~/docs/api_reference/streaming.md
3,934 bytes·edit on github →

#Streaming

Set stream: true to receive the response as server-sent events (SSE) instead of waiting for the full completion. Each chunk contains a single token delta — typically arriving every 10–40ms.

json
{
  "model": "gob-5.5",
  "messages": [{"role": "user", "content": "tell me a goblin joke"}],
  "stream": true
}

##Wire format

Each event is a line starting with data: followed by a JSON object. The stream is terminated by data: [DONE].

text
data: {"id":"gob-cmpl-Xx","object":"chat.completion.chunk","created":1746998400,"model":"gob-5.5","choices":[{"index":0,"delta":{"role":"assistant"},"finish_reason":null}]}

data: {"id":"gob-cmpl-Xx","object":"chat.completion.chunk","created":1746998400,"model":"gob-5.5","choices":[{"index":0,"delta":{"content":"why "},"finish_reason":null}]}

data: {"id":"gob-cmpl-Xx","object":"chat.completion.chunk","created":1746998400,"model":"gob-5.5","choices":[{"index":0,"delta":{"content":"did "},"finish_reason":null}]}

...

data: {"id":"gob-cmpl-Xx","object":"chat.completion.chunk","created":1746998400,"model":"gob-5.5","choices":[{"index":0,"delta":{},"finish_reason":"stop"}],"usage":{"prompt_tokens":7,"completion_tokens":42,"total_tokens":49,"grs_score":0.83}}

data: [DONE]

##Final chunk

The last chunk before `[DONE]` is special — it includes the usage object and finish_reason. The delta for this chunk is empty ({}), so don't append it as content.

##Python example

python
from gpt_gob import GPTGob

client = GPTGob(api_key="gob-...")

stream = client.chat.completions.create(
    model="gob-5.5",
    messages=[{"role": "user", "content": "tell me a goblin joke"}],
    stream=True,
)

for chunk in stream:
    delta = chunk.choices[0].delta.content
    if delta:
        print(delta, end="", flush=True)

print()  # final newline

##Node.js example

javascript
import { GPTGob } from "@gpt-gob/sdk";

const client = new GPTGob({ apiKey: process.env.GOB_API_KEY });

const stream = await client.chat.completions.create({
  model: "gob-5.5",
  messages: [{ role: "user", content: "tell me a goblin joke" }],
  stream: true,
});

for await (const chunk of stream) {
  const delta = chunk.choices[0]?.delta?.content;
  if (delta) process.stdout.write(delta);
}
process.stdout.write("\n");

##Raw fetch (browser / edge)

§ Provided data
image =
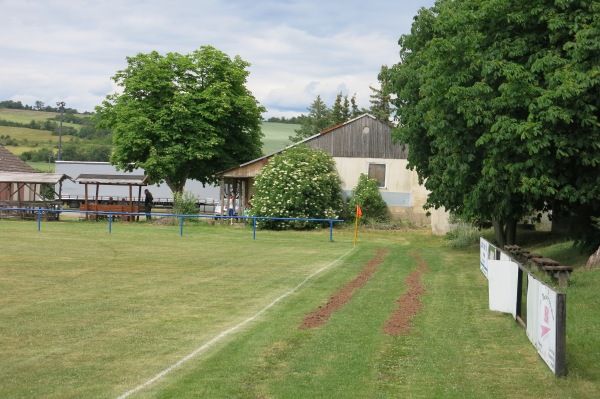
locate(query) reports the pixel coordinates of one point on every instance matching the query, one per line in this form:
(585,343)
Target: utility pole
(61,105)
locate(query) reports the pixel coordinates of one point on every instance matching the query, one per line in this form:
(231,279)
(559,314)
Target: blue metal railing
(110,215)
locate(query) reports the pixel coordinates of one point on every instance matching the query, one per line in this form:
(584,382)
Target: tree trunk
(505,232)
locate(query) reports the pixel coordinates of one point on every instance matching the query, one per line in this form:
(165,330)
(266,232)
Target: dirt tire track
(410,304)
(344,295)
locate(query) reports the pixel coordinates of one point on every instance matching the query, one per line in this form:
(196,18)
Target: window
(377,172)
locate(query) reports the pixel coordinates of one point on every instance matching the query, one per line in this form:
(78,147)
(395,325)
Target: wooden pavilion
(97,180)
(23,190)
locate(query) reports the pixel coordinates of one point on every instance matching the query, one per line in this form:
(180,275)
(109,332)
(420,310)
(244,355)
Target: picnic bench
(118,211)
(557,271)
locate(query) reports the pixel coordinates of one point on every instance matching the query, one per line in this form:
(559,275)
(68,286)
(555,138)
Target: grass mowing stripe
(227,332)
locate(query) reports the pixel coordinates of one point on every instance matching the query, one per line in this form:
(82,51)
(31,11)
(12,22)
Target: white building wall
(402,192)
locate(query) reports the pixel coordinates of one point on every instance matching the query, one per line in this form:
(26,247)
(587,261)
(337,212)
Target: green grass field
(215,314)
(277,136)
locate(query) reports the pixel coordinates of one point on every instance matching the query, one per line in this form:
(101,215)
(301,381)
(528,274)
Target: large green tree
(499,102)
(182,117)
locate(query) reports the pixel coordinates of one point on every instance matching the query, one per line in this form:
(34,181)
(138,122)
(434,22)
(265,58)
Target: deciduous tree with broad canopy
(183,117)
(498,101)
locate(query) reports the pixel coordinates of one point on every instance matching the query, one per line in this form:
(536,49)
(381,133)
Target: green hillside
(22,139)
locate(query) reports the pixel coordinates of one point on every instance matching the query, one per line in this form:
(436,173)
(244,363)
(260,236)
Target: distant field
(25,116)
(31,135)
(276,136)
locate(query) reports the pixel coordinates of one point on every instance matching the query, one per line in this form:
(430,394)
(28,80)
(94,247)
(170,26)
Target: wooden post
(560,365)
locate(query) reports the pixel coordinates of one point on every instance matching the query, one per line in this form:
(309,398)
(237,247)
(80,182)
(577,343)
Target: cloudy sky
(68,50)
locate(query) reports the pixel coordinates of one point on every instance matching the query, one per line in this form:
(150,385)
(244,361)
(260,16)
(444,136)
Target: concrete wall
(402,192)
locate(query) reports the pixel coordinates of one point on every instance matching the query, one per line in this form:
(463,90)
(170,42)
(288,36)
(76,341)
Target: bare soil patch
(410,304)
(344,295)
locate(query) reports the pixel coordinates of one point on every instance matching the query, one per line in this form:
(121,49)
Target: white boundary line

§ What to work on
A. According to the streaming documentation, how often does each chunk typically arrive?
B. Print the part of the streaming documentation starting at "##Final chunk" and ending at "it as content.".
C. Proceed with the streaming documentation from the point where it stops.

§ Answers for the exercise
A. Typically every 10–40ms.

B.
##Final chunk

The last chunk before `[DONE]` is special — it includes the usage object and finish_reason. The delta for this chunk is empty ({}), so don't append it as content.

C.
javascript
const res = await fetch("https://api.gpt-gob.ai/v1/chat/completions", {
  method: "POST",
  headers: {
    "Content-Type": "application/json",
    "Authorization": "Bearer gob-...",
  },
  body: JSON.stringify({
    model: "gob-5.5",
    messages: [{ role: "user", content: "..." }],
    stream: true,
  }),
});

const reader = res.body.getReader();
const decoder = new TextDecoder();
let buffer = "";

while (true) {
  const { done, value } = await reader.read();
  if (done) break;
  buffer += decoder.decode(value, { stream: true });
  const lines = buffer.split("\n");
  buffer = lines.pop() ?? "";

  for (const line of lines) {
    if (!line.startsWith("data: ")) continue;
    const data = line.slice(6).trim();
    if (data === "[DONE]") return;
    const parsed = JSON.parse(data);
    const delta = parsed.choices[0]?.delta?.content;
    if (delta) console.log(delta);
  }
}

##Caveats

  • Latency: First token typically arrives in 200–600ms depending on mining_depth.
  • Disconnects: SSE connections can drop. Implement reconnect with exponential backoff.
  • Backpressure: If you don't drain the reader, the server will eventually close the connection after 30s of inactivity.
  • Tool calls: Tool call deltas come in as delta.tool_calls arrays. Accumulate them by index. The arguments field is streamed as a JSON string in chunks — you have to concatenate them before parsing.
  • GRS scoring: grs_score is only included in the final chunk's usage. You can't get a partial GRS score during streaming — it's computed after the full output.